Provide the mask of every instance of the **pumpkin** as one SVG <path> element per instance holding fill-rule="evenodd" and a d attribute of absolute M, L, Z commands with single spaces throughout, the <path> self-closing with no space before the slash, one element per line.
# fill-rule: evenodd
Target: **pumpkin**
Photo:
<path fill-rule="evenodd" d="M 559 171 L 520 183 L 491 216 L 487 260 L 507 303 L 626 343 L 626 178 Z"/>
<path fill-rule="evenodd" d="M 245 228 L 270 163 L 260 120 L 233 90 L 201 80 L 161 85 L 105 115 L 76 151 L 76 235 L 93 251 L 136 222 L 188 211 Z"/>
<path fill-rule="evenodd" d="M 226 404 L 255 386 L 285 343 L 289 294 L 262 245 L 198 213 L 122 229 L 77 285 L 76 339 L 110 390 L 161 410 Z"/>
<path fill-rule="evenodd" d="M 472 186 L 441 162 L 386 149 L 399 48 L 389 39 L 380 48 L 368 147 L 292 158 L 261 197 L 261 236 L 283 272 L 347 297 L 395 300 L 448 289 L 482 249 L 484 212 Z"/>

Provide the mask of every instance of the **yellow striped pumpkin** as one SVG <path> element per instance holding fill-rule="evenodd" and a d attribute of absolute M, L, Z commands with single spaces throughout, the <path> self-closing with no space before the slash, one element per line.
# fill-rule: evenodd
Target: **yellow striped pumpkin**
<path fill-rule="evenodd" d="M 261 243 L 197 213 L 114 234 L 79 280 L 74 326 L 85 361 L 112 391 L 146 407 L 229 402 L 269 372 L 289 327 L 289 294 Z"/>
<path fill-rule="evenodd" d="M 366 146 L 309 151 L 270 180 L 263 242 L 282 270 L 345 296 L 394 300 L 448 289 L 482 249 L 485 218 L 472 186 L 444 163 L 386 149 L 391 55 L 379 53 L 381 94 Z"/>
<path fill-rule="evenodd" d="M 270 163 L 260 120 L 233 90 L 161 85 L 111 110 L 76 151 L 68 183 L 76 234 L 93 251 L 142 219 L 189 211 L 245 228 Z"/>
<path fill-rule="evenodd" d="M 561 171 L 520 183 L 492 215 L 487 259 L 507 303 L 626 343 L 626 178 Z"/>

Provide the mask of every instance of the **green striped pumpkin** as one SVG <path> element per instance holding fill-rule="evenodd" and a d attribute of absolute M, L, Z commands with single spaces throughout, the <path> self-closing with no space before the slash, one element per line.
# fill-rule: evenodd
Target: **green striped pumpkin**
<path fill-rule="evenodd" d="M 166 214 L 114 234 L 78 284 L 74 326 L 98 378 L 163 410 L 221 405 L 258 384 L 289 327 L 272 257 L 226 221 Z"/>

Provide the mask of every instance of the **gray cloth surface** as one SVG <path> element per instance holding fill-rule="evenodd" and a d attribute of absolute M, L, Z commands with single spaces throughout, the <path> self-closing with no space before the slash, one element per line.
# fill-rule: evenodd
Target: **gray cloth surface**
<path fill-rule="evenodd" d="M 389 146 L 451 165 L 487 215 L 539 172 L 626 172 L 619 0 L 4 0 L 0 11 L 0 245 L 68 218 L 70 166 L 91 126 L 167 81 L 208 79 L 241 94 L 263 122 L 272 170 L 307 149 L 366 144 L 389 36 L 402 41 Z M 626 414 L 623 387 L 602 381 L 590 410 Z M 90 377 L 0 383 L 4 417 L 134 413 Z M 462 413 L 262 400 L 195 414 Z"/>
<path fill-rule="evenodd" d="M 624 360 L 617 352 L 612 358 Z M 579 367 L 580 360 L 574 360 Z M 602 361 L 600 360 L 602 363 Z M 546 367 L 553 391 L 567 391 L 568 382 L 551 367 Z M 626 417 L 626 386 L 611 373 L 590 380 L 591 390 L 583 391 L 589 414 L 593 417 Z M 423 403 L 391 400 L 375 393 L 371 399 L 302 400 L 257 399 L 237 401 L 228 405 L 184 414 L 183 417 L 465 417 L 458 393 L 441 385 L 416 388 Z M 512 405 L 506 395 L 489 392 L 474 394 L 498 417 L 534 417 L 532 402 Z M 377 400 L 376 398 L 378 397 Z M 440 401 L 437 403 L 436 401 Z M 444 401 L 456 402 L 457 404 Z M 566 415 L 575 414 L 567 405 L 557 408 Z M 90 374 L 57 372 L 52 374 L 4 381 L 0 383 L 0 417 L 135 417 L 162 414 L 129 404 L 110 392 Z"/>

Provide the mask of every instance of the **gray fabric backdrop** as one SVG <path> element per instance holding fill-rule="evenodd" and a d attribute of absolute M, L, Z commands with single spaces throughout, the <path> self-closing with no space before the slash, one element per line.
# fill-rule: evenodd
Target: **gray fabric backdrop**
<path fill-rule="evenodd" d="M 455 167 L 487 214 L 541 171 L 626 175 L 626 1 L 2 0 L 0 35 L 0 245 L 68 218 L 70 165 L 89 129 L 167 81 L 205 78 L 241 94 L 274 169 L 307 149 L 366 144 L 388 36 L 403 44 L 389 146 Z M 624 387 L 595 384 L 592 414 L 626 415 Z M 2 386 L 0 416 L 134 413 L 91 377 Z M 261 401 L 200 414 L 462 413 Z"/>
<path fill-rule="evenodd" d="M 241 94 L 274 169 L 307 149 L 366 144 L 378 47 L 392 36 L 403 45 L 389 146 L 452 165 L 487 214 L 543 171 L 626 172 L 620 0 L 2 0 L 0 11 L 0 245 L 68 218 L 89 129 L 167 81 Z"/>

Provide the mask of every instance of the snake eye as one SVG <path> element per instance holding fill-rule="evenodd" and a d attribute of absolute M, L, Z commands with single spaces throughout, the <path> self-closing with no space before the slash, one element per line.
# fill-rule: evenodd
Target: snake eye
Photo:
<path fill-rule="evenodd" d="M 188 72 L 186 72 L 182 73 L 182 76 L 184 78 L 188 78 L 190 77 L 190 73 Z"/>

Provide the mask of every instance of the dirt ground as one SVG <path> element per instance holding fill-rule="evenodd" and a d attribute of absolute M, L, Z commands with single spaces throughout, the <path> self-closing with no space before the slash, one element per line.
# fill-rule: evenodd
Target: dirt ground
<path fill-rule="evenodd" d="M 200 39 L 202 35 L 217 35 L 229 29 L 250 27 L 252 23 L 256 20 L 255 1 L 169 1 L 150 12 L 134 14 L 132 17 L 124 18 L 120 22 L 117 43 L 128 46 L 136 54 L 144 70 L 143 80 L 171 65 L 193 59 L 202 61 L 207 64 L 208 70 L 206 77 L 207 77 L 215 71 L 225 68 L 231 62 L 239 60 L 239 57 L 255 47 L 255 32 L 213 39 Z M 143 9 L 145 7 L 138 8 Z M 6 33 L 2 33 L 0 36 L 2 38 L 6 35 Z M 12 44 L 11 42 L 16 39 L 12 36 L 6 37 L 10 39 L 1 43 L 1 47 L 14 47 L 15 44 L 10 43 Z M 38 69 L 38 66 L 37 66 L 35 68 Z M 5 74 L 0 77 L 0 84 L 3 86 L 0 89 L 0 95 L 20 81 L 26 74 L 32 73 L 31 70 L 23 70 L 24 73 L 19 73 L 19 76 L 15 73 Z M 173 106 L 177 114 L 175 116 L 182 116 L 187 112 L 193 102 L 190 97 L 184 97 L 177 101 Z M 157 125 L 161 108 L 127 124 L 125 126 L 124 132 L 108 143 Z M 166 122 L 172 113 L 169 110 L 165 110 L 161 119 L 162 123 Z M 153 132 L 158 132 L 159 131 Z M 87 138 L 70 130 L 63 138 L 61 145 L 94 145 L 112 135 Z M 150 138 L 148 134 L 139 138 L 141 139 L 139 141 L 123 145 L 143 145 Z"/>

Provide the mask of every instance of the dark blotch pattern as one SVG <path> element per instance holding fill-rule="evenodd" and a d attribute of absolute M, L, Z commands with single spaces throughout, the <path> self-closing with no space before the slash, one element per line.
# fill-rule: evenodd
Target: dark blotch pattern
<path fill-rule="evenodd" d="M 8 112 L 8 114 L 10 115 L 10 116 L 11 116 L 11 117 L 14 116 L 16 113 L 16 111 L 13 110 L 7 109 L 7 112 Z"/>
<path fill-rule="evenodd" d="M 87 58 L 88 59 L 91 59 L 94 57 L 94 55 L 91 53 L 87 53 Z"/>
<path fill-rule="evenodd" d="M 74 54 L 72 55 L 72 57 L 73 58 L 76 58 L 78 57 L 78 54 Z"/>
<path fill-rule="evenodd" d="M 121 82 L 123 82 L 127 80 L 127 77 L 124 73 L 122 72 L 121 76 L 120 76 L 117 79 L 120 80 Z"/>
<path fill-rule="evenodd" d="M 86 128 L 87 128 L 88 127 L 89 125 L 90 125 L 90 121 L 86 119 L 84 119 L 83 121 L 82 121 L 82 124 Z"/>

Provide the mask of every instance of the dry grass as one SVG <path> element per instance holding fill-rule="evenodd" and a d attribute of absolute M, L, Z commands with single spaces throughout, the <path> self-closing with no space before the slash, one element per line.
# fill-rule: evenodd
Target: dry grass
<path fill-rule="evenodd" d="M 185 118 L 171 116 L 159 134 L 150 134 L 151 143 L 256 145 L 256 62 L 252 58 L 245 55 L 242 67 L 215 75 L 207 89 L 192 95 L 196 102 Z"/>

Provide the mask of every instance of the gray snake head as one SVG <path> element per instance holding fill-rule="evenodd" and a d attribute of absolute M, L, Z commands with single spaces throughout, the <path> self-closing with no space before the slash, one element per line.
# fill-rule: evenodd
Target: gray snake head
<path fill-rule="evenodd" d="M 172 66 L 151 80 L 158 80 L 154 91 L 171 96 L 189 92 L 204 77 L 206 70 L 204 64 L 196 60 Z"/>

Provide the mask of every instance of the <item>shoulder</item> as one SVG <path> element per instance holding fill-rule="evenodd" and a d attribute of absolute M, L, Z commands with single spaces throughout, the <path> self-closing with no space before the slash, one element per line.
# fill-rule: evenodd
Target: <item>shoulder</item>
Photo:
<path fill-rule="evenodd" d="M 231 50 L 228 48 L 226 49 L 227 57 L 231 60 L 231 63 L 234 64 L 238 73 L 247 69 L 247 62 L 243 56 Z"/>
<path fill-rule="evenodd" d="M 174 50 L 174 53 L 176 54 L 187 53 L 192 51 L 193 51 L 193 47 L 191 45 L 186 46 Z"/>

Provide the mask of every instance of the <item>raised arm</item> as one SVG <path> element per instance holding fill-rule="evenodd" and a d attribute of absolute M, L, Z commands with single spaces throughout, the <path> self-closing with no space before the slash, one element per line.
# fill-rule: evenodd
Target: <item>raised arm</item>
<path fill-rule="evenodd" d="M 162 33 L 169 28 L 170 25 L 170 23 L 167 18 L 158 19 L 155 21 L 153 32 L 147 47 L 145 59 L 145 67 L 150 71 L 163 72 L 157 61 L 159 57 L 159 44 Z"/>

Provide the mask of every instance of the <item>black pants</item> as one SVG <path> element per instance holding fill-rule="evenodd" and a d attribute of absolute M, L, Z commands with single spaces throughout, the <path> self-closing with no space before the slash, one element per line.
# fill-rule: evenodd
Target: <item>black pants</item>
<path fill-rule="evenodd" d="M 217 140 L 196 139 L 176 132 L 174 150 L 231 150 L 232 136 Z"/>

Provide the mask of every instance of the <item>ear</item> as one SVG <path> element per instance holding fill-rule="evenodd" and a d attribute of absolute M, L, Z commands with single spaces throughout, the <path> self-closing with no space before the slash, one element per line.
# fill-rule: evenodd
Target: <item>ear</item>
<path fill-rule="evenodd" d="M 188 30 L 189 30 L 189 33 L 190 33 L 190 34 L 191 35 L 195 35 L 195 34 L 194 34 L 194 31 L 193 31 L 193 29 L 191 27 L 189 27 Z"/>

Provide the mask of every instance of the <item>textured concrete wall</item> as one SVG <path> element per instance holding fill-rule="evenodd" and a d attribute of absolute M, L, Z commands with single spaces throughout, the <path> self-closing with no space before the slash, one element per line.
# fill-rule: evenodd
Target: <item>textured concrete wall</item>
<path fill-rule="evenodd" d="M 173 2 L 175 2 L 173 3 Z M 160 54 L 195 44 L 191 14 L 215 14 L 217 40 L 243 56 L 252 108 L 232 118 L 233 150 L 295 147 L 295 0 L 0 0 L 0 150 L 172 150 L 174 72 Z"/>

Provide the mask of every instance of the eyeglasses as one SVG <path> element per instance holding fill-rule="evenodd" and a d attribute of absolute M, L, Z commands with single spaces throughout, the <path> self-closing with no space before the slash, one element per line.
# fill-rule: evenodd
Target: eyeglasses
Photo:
------
* TO DO: Update the records from the line with "Provide the mask of every instance of the **green" up to and including the line with "624 360 L 617" by replacing "striped" with "ribbed" and leaving everything else unchanged. Return only those lines.

* TASK RESPONSE:
Provide the mask of every instance of the **green ribbed pumpkin** as one SVG <path> element per instance holding fill-rule="evenodd" and a d attribute of absolute M, L, Z commands with single spaces throughout, the <path> self-closing with no space before the slash, one element per line.
# fill-rule: evenodd
Target: **green ribbed pumpkin**
<path fill-rule="evenodd" d="M 166 214 L 114 234 L 78 284 L 74 326 L 98 378 L 163 410 L 221 405 L 258 384 L 289 327 L 272 257 L 226 221 Z"/>

Provide the mask of every instance of the **gray cloth surface** as one SVG <path> element per instance holding fill-rule="evenodd" and a d attribute of absolute M, L, Z commands with single spaces throughout, the <path> self-closing with no space before the slash, one element per line.
# fill-rule: evenodd
Target: **gray cloth surface**
<path fill-rule="evenodd" d="M 389 146 L 451 165 L 487 215 L 539 172 L 626 172 L 619 0 L 4 0 L 0 11 L 0 245 L 68 218 L 70 166 L 91 126 L 167 81 L 208 79 L 241 94 L 263 122 L 272 170 L 307 149 L 366 144 L 389 36 L 402 41 Z M 626 414 L 623 387 L 602 381 L 590 410 Z M 90 377 L 0 383 L 4 417 L 134 413 Z M 462 413 L 262 400 L 195 414 Z"/>
<path fill-rule="evenodd" d="M 624 360 L 617 352 L 612 358 Z M 579 367 L 580 360 L 574 360 Z M 602 361 L 600 360 L 602 363 Z M 546 367 L 553 391 L 567 391 L 568 382 L 551 367 Z M 626 417 L 626 386 L 611 373 L 590 380 L 591 390 L 583 391 L 589 414 L 593 417 Z M 423 403 L 391 400 L 375 393 L 371 399 L 302 400 L 257 399 L 237 401 L 228 405 L 184 414 L 183 417 L 465 417 L 458 393 L 441 385 L 416 388 Z M 512 405 L 506 395 L 489 392 L 474 394 L 498 417 L 534 417 L 532 402 Z M 377 400 L 376 398 L 378 397 Z M 440 401 L 437 403 L 436 401 Z M 444 401 L 456 402 L 457 404 Z M 566 415 L 575 414 L 567 405 L 557 408 Z M 90 374 L 57 372 L 52 374 L 4 381 L 0 383 L 0 417 L 135 417 L 162 414 L 129 404 L 110 392 Z"/>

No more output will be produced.